Sob essa pele que nos encobre, recobre e des-cobre.
Profª MSc. Cláudia Mariza Mattos Brandão[i]
Acad. Daniel Rodrigues Duarte Teixeira Correa[ii]
Quero ficar no teu corpo feito tatuagem
Que é pra te dar coragem
Pra seguir viagem
Quando a noite vem
E também pra me perpetuar em tua escrava
Que você pega, esfrega, nega
Mas não lava
(Tatuagem, Chico Buarque de Holanda)
A matéria prima da arte é a
imaginação: ela não só reproduz a realidade que é sua base, mas dá forma a um
real autônomo. A expressão artística, como resultado da articulação dos códigos
específicos de cada linguagem, possui uma forma que está impregnada da visão de
mundo de quem a realiza. Ela expressa a cosmovisão de uma época e, como tal,
busca ser uma resposta para os questionamentos do seu tempo histórico. Como
criação, é uma transfiguração do real. A arte é a expressão máxima da relação
do homem com o meio, constituindo-se em seu primeiro canal de comunicação, na
busca de estabelecer vínculos com o grupo.

#### INSTRUÇÕES DA TAREFA:
Cite na íntegra, sem qualquer alteração, o trecho acima sobre tatuagem e expressão artística.

#### INFORMAÇÕES EXTRAÍDAS:
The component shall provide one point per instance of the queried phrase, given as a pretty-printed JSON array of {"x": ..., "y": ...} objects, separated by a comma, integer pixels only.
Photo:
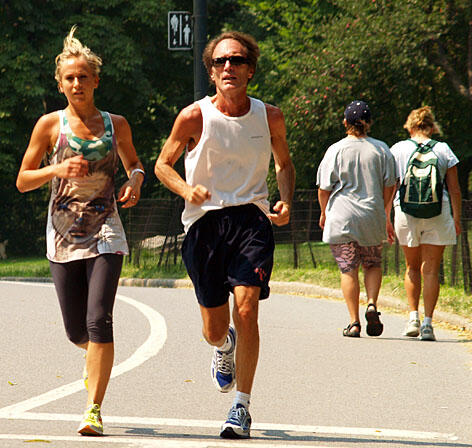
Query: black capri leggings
[{"x": 86, "y": 290}]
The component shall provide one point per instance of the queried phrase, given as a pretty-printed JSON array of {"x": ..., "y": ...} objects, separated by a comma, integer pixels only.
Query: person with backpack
[{"x": 427, "y": 210}]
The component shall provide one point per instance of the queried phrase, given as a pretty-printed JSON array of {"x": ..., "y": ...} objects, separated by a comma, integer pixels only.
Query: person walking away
[
  {"x": 356, "y": 180},
  {"x": 85, "y": 238},
  {"x": 229, "y": 242},
  {"x": 423, "y": 239}
]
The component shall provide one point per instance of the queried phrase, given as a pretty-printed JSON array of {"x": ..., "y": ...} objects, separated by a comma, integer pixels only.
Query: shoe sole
[
  {"x": 427, "y": 338},
  {"x": 230, "y": 386},
  {"x": 229, "y": 432},
  {"x": 89, "y": 431},
  {"x": 374, "y": 326},
  {"x": 412, "y": 334}
]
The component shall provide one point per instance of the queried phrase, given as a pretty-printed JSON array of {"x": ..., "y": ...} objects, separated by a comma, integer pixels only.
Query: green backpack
[{"x": 422, "y": 188}]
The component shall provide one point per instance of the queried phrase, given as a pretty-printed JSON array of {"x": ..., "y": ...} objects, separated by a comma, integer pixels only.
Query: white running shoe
[
  {"x": 238, "y": 424},
  {"x": 223, "y": 372},
  {"x": 91, "y": 424},
  {"x": 412, "y": 329},
  {"x": 427, "y": 333}
]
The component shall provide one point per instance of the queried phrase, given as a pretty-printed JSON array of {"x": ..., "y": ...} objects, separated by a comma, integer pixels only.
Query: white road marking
[
  {"x": 155, "y": 442},
  {"x": 150, "y": 347},
  {"x": 182, "y": 423}
]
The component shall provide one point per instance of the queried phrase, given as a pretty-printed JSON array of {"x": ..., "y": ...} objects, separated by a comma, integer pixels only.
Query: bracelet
[{"x": 137, "y": 170}]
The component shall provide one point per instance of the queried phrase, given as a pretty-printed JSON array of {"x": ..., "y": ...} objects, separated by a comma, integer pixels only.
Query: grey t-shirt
[{"x": 356, "y": 171}]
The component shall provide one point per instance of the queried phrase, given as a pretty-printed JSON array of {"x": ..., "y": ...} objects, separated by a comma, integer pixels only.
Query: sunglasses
[{"x": 233, "y": 60}]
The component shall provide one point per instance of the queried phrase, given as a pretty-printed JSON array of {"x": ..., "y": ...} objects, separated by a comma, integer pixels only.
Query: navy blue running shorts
[{"x": 229, "y": 247}]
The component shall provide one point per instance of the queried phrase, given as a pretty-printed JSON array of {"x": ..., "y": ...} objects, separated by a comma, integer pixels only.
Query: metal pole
[{"x": 200, "y": 38}]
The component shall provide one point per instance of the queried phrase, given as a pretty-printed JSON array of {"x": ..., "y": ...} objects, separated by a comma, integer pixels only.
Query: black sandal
[
  {"x": 353, "y": 330},
  {"x": 374, "y": 326}
]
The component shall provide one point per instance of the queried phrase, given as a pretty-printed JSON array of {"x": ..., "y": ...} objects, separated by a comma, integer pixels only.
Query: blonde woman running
[
  {"x": 423, "y": 239},
  {"x": 85, "y": 238}
]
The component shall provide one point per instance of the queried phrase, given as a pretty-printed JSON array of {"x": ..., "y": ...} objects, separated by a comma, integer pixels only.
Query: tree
[{"x": 318, "y": 55}]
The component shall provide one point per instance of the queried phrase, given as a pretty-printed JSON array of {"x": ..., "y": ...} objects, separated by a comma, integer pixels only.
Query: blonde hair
[
  {"x": 422, "y": 120},
  {"x": 74, "y": 48}
]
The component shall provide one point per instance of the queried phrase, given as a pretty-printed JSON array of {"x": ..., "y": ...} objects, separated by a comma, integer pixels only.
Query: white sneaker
[
  {"x": 223, "y": 370},
  {"x": 427, "y": 333},
  {"x": 412, "y": 329}
]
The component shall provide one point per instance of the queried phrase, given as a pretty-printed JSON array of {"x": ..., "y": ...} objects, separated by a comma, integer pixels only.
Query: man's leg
[
  {"x": 215, "y": 324},
  {"x": 245, "y": 316}
]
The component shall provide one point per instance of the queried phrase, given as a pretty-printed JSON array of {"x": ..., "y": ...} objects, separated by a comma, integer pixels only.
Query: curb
[{"x": 290, "y": 288}]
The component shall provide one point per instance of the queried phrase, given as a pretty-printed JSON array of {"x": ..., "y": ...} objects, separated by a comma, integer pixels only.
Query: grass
[{"x": 452, "y": 298}]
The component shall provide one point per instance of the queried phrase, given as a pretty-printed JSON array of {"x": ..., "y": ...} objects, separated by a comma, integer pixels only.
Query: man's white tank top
[{"x": 231, "y": 160}]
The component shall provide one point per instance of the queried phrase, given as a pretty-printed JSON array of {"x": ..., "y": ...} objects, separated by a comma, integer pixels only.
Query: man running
[{"x": 229, "y": 245}]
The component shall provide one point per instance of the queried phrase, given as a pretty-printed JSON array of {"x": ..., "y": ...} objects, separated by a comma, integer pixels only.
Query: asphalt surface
[{"x": 313, "y": 387}]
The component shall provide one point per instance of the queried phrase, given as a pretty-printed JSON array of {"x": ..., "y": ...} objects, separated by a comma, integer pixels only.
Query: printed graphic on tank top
[{"x": 83, "y": 219}]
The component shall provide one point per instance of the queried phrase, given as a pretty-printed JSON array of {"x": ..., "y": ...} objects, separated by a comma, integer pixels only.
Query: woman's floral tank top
[{"x": 83, "y": 220}]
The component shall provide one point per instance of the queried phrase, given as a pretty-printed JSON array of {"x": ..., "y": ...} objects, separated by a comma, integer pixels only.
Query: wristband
[{"x": 138, "y": 170}]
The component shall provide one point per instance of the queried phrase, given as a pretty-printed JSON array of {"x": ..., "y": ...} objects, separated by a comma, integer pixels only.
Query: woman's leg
[
  {"x": 412, "y": 276},
  {"x": 103, "y": 273},
  {"x": 431, "y": 260},
  {"x": 351, "y": 290}
]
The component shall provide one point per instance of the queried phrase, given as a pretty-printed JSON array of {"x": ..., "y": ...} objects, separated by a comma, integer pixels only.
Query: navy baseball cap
[{"x": 356, "y": 111}]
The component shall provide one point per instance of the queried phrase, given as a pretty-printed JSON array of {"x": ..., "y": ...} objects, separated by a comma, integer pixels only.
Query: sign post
[{"x": 199, "y": 72}]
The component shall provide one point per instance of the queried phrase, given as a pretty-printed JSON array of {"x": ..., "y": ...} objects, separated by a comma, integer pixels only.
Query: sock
[
  {"x": 227, "y": 345},
  {"x": 242, "y": 398}
]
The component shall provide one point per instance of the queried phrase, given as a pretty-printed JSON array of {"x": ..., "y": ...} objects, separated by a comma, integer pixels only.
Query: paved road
[{"x": 313, "y": 387}]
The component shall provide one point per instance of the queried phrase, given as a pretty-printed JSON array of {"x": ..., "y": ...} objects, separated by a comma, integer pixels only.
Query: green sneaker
[{"x": 91, "y": 424}]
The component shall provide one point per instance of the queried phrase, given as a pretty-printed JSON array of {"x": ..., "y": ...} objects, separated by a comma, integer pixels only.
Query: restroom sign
[{"x": 180, "y": 30}]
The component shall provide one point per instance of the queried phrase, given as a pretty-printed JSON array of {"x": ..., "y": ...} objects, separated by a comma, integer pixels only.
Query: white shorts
[{"x": 438, "y": 231}]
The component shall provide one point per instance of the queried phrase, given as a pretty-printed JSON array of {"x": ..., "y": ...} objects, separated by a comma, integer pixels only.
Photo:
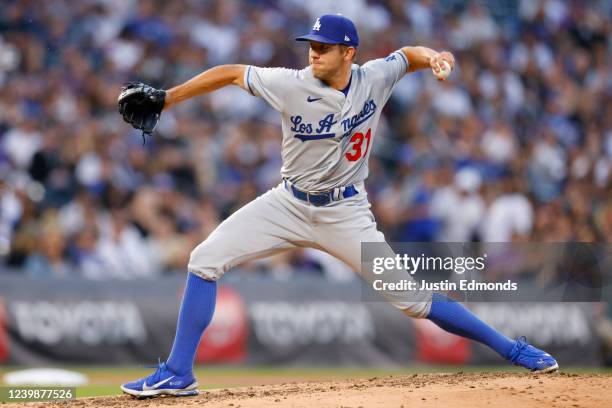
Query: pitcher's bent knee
[
  {"x": 417, "y": 310},
  {"x": 204, "y": 263}
]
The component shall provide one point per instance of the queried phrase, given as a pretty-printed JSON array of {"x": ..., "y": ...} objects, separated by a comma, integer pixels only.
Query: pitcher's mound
[{"x": 459, "y": 390}]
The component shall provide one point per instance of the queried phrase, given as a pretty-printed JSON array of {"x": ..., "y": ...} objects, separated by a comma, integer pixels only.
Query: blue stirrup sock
[
  {"x": 457, "y": 319},
  {"x": 197, "y": 309}
]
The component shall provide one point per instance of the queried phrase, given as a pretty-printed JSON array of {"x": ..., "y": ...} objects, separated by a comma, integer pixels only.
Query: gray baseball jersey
[
  {"x": 327, "y": 139},
  {"x": 327, "y": 136}
]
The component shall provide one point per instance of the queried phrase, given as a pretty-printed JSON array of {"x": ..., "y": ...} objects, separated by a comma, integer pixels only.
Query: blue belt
[{"x": 320, "y": 198}]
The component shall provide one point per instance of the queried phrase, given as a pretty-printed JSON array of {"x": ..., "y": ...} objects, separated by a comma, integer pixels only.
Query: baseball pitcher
[{"x": 329, "y": 112}]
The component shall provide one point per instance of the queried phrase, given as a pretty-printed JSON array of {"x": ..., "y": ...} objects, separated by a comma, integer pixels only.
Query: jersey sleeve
[
  {"x": 387, "y": 71},
  {"x": 269, "y": 83}
]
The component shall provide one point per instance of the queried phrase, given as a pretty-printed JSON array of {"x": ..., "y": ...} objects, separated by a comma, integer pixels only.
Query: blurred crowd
[{"x": 516, "y": 145}]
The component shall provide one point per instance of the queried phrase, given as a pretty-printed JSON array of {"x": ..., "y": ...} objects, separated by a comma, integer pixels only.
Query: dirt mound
[{"x": 468, "y": 390}]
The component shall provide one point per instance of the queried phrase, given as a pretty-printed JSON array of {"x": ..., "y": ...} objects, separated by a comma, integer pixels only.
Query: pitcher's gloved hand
[{"x": 141, "y": 105}]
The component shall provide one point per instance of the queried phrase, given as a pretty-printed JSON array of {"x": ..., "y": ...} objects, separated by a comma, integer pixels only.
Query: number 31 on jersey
[{"x": 357, "y": 142}]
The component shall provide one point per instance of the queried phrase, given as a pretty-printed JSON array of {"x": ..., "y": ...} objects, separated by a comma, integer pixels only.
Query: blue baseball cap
[{"x": 333, "y": 29}]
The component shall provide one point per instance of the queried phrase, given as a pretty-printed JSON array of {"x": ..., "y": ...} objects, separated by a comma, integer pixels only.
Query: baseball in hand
[{"x": 444, "y": 71}]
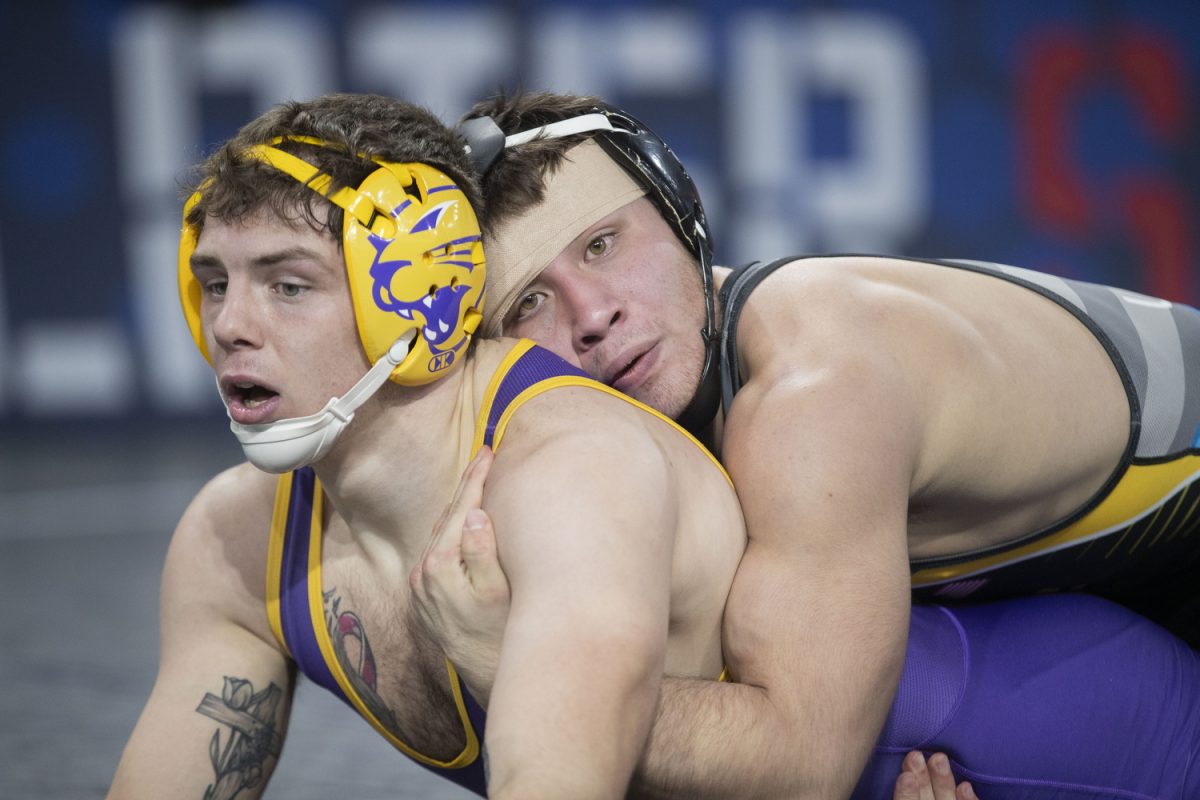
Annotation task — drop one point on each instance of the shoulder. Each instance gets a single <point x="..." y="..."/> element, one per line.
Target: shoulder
<point x="825" y="312"/>
<point x="216" y="563"/>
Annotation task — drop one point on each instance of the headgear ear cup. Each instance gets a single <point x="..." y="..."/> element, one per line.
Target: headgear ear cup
<point x="413" y="257"/>
<point x="652" y="163"/>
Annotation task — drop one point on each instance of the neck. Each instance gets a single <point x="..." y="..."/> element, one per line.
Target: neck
<point x="395" y="467"/>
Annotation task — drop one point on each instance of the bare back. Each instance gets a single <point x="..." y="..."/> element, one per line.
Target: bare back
<point x="1014" y="434"/>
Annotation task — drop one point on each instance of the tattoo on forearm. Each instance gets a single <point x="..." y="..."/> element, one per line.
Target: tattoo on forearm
<point x="354" y="654"/>
<point x="253" y="735"/>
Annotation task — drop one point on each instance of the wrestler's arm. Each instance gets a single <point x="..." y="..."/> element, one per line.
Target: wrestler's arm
<point x="583" y="509"/>
<point x="820" y="444"/>
<point x="217" y="713"/>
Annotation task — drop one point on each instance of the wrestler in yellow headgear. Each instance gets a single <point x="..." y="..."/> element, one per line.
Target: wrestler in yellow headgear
<point x="415" y="265"/>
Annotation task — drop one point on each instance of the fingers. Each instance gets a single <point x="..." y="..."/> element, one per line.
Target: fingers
<point x="933" y="780"/>
<point x="481" y="558"/>
<point x="942" y="777"/>
<point x="907" y="787"/>
<point x="467" y="495"/>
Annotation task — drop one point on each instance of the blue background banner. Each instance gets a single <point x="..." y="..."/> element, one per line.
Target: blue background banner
<point x="1055" y="134"/>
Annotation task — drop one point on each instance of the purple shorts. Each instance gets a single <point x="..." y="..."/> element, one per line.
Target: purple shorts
<point x="1065" y="697"/>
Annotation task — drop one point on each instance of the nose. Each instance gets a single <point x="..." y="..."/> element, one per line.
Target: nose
<point x="233" y="320"/>
<point x="594" y="312"/>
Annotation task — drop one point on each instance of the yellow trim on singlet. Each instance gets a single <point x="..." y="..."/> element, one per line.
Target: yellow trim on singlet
<point x="275" y="557"/>
<point x="317" y="613"/>
<point x="520" y="349"/>
<point x="1123" y="506"/>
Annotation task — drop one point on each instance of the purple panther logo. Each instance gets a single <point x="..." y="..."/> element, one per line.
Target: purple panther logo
<point x="441" y="310"/>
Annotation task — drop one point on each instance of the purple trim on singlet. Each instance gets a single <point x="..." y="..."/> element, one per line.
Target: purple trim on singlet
<point x="295" y="619"/>
<point x="535" y="365"/>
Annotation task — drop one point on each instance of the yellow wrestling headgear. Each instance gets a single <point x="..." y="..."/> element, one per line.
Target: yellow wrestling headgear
<point x="413" y="256"/>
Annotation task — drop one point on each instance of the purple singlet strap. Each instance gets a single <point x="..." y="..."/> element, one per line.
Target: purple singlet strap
<point x="534" y="366"/>
<point x="295" y="618"/>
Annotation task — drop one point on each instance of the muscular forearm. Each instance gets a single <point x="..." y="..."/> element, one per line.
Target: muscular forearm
<point x="730" y="740"/>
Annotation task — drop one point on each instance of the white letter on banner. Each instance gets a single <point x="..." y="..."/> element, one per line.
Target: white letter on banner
<point x="444" y="60"/>
<point x="785" y="199"/>
<point x="163" y="62"/>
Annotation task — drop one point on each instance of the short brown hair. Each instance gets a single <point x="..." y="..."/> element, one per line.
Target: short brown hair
<point x="357" y="125"/>
<point x="516" y="181"/>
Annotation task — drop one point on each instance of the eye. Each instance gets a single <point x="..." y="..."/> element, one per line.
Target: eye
<point x="527" y="305"/>
<point x="599" y="246"/>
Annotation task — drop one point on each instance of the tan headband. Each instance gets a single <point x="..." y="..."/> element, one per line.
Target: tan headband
<point x="586" y="187"/>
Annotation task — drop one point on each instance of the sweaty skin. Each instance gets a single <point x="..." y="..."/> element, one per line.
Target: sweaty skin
<point x="888" y="356"/>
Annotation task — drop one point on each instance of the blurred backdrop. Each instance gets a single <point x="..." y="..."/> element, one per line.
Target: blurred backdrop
<point x="1056" y="134"/>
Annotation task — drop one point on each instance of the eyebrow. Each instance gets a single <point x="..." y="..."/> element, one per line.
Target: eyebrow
<point x="201" y="260"/>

#### RESPOSTA AO EXERCÍCIO:
Sob essa pele que nos encobre, recobre e des-cobre.
Profª MSc. Cláudia Mariza Mattos Brandão[i]
Acad. Daniel Rodrigues Duarte Teixeira Correa[ii]
Quero ficar no teu corpo feito tatuagem
Que é pra te dar coragem
Pra seguir viagem
Quando a noite vem
E também pra me perpetuar em tua escrava
Que você pega, esfrega, nega
Mas não lava
(Tatuagem, Chico Buarque de Holanda)
A matéria prima da arte é a
imaginação: ela não só reproduz a realidade que é sua base, mas dá forma a um
real autônomo. A expressão artística, como resultado da articulação dos códigos
específicos de cada linguagem, possui uma forma que está impregnada da visão de
mundo de quem a realiza. Ela expressa a cosmovisão de uma época e, como tal,
busca ser uma resposta para os questionamentos do seu tempo histórico. Como
criação, é uma transfiguração do real. A arte é a expressão máxima da relação
do homem com o meio, constituindo-se em seu primeiro canal de comunicação, na
busca de estabelecer vínculos com o grupo.